According to the report on the Meisel sisters, why was an Amber Alert not issued immediately?

(Text shown begins)

Allegedly abducted Alberta sisters Talisha and Taya Meisel have been found safe in B.C.'s Lower Mainland and their mother is in RCMP custody.
Mounties confirmed public tips led them to a campground in Boston Bar, where they found the family and arrested 48-year-old Trina Meisel without incident on Wednesday afternoon.
She is facing two counts of abduction.
The update came shortly after RCMP revealed they’d received new information the children, ages six and 12, could be in serious danger.
Meisel, the girls' biological mother, is accused of snatching them from their Vulcan, Alta. elementary school on Monday morning.
She does not have legal guardianship of the children and court documents show she’s facing dozens of unrelated charges, including one count of setting a trap to cause harm.
Insp. Tony Hamori said an Amber Alert wasn’t issued immediately because investigators were not aware of a clear risk to the children's well-being early in the case.
“The information came to light this morning,” Hamori said.
The investigation expanded into B.C. on Monday, when police got a tip that Meisel was just west of the Alta. border in Golden.
Mounties later learned she may have been agitated due to a recent custody decision against her.
“Our investigation has led us to believe her behaviour could be very erratic as a result of her frustration with that custody order,” Hamori said.
Meisel is also charged with 24 counts of trying to obtain prescription drugs using forged documents.
Mounties said her daughters have been placed in the custody of the BC Ministry of Children and Families, and that relatives from Alberta are heading out to meet them.
Meisel is expected to be returned to Alberta without 24 hours.
Hamori said police in Alberta had been communicating extensively with all police forces in western Canada since the investigation began.

(Text shown ends)
(Data for analysis begins)

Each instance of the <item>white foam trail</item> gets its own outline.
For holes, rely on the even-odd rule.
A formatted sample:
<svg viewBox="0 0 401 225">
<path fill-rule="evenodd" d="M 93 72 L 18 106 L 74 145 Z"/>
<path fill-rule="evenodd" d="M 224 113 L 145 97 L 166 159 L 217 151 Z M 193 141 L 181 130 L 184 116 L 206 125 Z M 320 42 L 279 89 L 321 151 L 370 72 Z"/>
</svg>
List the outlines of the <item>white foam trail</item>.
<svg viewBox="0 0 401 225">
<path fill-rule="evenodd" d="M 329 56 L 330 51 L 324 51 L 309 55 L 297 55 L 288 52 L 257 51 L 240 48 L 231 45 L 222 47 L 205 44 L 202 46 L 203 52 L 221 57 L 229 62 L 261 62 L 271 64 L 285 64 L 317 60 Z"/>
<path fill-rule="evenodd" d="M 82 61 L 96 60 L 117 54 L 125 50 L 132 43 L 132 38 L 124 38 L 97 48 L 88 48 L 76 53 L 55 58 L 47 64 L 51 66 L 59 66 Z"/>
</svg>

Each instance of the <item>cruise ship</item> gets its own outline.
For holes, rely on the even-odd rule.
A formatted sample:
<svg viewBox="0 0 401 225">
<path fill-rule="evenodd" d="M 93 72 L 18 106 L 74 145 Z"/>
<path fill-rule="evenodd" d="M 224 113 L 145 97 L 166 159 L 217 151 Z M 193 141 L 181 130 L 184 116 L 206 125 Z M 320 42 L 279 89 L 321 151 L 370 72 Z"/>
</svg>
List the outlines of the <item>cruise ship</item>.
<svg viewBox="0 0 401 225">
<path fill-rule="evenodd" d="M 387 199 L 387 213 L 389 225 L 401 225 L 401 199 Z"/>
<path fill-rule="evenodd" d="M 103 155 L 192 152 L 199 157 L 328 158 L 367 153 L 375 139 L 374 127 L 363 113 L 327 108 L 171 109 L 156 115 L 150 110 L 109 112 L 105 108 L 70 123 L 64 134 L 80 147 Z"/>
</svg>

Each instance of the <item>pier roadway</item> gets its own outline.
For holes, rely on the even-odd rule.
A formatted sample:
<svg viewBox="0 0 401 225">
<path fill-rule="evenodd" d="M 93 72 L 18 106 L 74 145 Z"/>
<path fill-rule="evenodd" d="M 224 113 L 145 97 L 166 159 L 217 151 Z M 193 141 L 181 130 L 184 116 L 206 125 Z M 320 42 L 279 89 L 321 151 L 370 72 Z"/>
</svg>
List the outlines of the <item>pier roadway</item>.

(Data for analysis ends)
(Data for analysis begins)

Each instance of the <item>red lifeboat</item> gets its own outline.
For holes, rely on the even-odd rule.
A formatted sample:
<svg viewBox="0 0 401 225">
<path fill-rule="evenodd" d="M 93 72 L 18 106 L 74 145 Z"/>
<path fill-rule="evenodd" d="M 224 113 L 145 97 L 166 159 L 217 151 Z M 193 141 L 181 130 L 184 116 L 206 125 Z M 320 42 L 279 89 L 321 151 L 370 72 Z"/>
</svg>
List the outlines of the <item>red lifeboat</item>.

(Data for analysis ends)

▶ Answer for the task
Early in the case, investigators were not aware of a clear risk to the children's well-being. Insp. Tony Hamori said that information came to light only on the morning of the update.